Material =>

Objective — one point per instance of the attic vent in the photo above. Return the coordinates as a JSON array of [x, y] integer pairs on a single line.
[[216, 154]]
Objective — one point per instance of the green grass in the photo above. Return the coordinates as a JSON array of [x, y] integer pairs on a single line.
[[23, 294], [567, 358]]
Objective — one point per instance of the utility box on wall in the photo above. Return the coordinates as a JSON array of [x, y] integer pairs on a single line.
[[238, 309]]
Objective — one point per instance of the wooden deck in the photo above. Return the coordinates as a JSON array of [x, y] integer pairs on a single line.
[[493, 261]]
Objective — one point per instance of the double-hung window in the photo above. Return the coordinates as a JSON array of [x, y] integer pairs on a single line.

Challenge =>
Reproduce every row above word for word, from the first through the last.

Result =>
Objective — one point per instance of the attic vent in the photo above. Return the coordinates as a JSON array of [x, y] integer pairs on a single line.
[[216, 154]]
Objective — one point per instance of the green grass in the photo above. Return the coordinates as a JSON array of [x, y] integer pairs on a single line.
[[23, 294], [567, 358]]
Objective — one point per instance of the utility box on wall in the photo above. Return the coordinates as a JSON array of [x, y] integer pairs on a single line.
[[238, 309]]
Objective — one point per instance of the wooden deck in the photo above. Return the coordinates as a JSON array of [x, y] integer pairs on a single line.
[[493, 261]]
Objective — one point per instance of the double-hung window in the photo above. Return the coordinates as a JSON array of [x, y] integer pairs on a single line.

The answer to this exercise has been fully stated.